== SHORT PROBLEM 1 ==
Could you print the passage from the post on a Libertarian Party, starting with "The question is" and going on through "in the genpop."?
== SHORT PROBLEM 2 ==
Do the following statements agree with the post on a Libertarian Party? Answer yes or no for each, and quote the exact words from the post that decide it.
(a) The comment holds that political parties initiate change rather than reflect it.
(b) The comment says Fabians succeed because they are influential among the elite.
(c) The comment calls the Proggies very good at engineering paradigm shifts.

== READING PASSAGE ==
※
Further to our post “does Britain need a Libertarian Party” …


David Davis

I here want to promote to post-level a thing by Ian B who commented on our previous post about this very matter. Here he is, commenting on this previous:-

The question is whether political parties initiate change, or merely reflect it. I think the evidence is that at least in our corner of human society, they are reflections. So for me the real issue for Libertarians, or anyone else with political goals, is how to engineer paradigm shifts. The Proggies are very good at this, and we are not. I think one problem we have is the myth of the grass roots movement. Consider the difference between the rapid success of Progressive aligned movements such as feminism, greenism etc compared to the failure of, say, Euroscepticism despte it having a lot of support in the genpop.

The key element is surely influence within the small ruling class. Fabians succeed because they are influential among the elite. Eurosceptics fail because they are not. The voice of “the masses” is only heard when it is in tune with an influential elite movement. “…You will be handed a banner and told where to march from and to, little person…”
※
== DATA SHOWN ==
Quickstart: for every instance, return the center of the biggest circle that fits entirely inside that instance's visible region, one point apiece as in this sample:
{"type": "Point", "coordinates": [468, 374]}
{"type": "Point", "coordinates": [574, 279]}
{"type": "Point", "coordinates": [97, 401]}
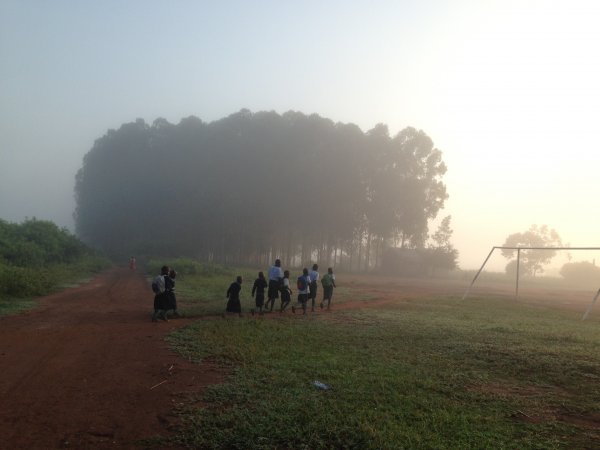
※
== OUTPUT 1 ==
The question is whether political parties initiate change, or merely reflect it. I think the evidence is that at least in our corner of human society, they are reflections. So for me the real issue for Libertarians, or anyone else with political goals, is how to engineer paradigm shifts. The Proggies are very good at this, and we are not. I think one problem we have is the myth of the grass roots movement. Consider the difference between the rapid success of Progressive aligned movements such as feminism, greenism etc compared to the failure of, say, Euroscepticism despte it having a lot of support in the genpop.

== OUTPUT 2 ==
(a) No: "I think the evidence is that at least in our corner of human society, they are reflections."
(b) Yes: "Fabians succeed because they are influential among the elite."
(c) Yes: "The Proggies are very good at this, and we are not."